*** Data records ***

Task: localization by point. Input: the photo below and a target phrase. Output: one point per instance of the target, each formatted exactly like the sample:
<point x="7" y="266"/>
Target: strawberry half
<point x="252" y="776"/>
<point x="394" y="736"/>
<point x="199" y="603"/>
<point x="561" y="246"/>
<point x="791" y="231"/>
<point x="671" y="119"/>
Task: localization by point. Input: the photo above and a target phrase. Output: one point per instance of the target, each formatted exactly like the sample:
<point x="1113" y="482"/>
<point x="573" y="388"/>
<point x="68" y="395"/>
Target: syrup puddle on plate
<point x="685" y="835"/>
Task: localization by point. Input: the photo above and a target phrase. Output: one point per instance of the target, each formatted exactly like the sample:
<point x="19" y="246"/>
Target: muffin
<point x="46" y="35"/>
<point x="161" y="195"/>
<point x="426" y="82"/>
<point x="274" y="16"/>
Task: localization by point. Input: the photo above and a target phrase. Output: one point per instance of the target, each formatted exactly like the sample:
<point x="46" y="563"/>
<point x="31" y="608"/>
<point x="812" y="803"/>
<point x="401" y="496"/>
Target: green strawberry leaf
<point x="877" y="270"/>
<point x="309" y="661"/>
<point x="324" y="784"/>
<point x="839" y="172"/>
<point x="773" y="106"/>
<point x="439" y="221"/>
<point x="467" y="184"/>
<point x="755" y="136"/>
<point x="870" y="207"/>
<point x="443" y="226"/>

*** End of Data records ***

The records above are to be output in full and without error.

(Solution for this problem)
Task: localization by point. Input: the photo below and a target phrase. Output: one point per instance of the target, each formatted exactly like the sample:
<point x="7" y="266"/>
Target: strawberry half
<point x="252" y="776"/>
<point x="394" y="736"/>
<point x="199" y="603"/>
<point x="561" y="246"/>
<point x="791" y="231"/>
<point x="671" y="119"/>
Task: localization by point. Input: the photo above and a target phrase. Output: one point per instance of the target, each formatted exactly like the sample:
<point x="1113" y="482"/>
<point x="573" y="388"/>
<point x="68" y="395"/>
Target: syrup puddle on plate
<point x="685" y="835"/>
Task: localization by point. Input: the photo above and a target phrase. Output: one point per instance of the target, each formatted exactly like the sample:
<point x="19" y="246"/>
Target: muffin
<point x="46" y="35"/>
<point x="161" y="195"/>
<point x="426" y="82"/>
<point x="274" y="16"/>
Task: localization by point. Input: the photo above and a target phrase. Output: one point per instance of the target, each formatted exactly like the sample:
<point x="46" y="563"/>
<point x="31" y="608"/>
<point x="812" y="803"/>
<point x="401" y="496"/>
Target: green strawberry leaf
<point x="877" y="270"/>
<point x="309" y="661"/>
<point x="324" y="784"/>
<point x="839" y="172"/>
<point x="773" y="106"/>
<point x="439" y="221"/>
<point x="467" y="184"/>
<point x="755" y="136"/>
<point x="870" y="207"/>
<point x="443" y="226"/>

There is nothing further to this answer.